* _SUPPLIED ENTRIES_:
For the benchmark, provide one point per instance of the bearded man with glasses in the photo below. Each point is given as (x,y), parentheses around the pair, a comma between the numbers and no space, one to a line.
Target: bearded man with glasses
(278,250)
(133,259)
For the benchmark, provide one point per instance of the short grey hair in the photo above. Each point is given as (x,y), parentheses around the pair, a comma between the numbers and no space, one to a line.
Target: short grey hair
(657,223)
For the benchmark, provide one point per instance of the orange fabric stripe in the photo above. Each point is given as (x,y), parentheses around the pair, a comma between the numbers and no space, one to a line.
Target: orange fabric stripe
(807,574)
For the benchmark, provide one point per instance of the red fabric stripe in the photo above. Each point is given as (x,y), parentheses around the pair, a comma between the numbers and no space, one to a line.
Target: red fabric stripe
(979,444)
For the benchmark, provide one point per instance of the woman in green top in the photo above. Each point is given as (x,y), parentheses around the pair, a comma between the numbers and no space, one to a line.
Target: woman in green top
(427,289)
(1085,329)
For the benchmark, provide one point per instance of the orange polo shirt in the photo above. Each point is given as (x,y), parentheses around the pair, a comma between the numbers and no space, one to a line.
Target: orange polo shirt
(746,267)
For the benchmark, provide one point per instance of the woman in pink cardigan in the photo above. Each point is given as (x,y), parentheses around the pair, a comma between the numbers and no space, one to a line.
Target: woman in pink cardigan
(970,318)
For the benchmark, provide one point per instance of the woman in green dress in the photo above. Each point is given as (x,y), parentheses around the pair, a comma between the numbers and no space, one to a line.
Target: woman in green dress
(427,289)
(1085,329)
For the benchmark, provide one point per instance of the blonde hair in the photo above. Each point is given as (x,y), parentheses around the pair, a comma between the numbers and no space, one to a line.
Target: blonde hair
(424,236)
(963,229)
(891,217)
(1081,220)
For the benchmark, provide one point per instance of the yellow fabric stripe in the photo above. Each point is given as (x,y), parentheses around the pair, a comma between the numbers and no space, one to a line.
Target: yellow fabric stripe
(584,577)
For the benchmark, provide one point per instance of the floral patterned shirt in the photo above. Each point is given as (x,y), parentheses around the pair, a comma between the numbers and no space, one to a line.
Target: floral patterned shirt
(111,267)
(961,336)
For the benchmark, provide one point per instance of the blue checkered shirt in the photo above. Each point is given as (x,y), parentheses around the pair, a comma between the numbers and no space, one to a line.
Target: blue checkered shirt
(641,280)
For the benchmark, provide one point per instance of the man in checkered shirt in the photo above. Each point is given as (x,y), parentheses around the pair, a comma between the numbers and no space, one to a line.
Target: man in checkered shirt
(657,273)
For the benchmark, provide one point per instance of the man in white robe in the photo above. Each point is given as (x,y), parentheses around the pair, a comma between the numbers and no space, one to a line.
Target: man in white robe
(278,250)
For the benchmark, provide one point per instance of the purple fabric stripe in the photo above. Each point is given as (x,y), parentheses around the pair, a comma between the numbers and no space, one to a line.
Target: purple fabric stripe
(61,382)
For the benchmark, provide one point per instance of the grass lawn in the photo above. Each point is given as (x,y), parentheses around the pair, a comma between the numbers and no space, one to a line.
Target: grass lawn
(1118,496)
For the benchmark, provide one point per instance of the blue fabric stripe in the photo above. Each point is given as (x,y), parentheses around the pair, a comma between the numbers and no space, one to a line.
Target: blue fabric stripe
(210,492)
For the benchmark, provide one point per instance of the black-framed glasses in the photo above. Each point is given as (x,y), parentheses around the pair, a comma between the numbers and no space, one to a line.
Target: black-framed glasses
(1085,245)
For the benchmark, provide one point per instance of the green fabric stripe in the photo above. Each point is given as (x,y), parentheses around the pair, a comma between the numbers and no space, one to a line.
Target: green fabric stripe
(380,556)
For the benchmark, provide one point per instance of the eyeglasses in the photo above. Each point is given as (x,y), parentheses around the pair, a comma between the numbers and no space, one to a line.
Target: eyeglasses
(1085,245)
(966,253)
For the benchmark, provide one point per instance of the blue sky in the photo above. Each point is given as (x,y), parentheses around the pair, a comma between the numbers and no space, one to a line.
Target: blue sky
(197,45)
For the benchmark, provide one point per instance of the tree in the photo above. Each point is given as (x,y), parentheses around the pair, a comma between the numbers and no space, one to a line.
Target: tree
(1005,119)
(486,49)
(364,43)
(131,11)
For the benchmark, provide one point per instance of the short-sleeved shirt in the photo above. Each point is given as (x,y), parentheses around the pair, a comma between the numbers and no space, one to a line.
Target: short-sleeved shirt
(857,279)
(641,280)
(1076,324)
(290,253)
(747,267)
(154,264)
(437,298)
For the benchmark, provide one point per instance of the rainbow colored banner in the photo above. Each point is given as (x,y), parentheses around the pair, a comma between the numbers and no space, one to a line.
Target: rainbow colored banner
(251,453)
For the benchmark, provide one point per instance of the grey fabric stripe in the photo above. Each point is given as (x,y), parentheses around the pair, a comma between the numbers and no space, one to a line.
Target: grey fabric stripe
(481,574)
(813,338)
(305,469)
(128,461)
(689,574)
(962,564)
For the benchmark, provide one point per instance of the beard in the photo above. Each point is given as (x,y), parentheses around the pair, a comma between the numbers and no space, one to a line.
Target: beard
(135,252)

* _DIRECTION_:
Output only the lines running from the line with "of the short-sleeved" through the final line of the data, inclusive.

* _THE RESPONSE_:
For the benchmark, provide one point per instance of the short-sleeved shirt in the photo above. Each point is given as (x,y), parentheses around the pair, a comma between the numbers and no space, one to a line.
Target: short-sleeved shirt
(857,279)
(641,280)
(1076,324)
(290,253)
(747,267)
(154,264)
(437,298)
For the benchmark, provide one point per instance of the rainbow colored banner in the photo above. Each point is given as (x,y), parentheses around the pair, a comma between the numbers and no space, one to a line.
Target: rainbow colored banner
(251,453)
For the benchmark, provide one point per instance of the grey fabric stripe in the photo above. Each point is given as (x,y), parentheses around the pair, a comma between the numbers and no space, one to a line.
Target: grey fabric stripe
(481,574)
(813,338)
(305,469)
(128,461)
(689,574)
(962,564)
For the benchmark, provide one point per instance of the beard in the photo above. Each point is given as (x,y), parentheses around the pair, a comma between the numbers and no space, one to a line.
Target: beard
(135,252)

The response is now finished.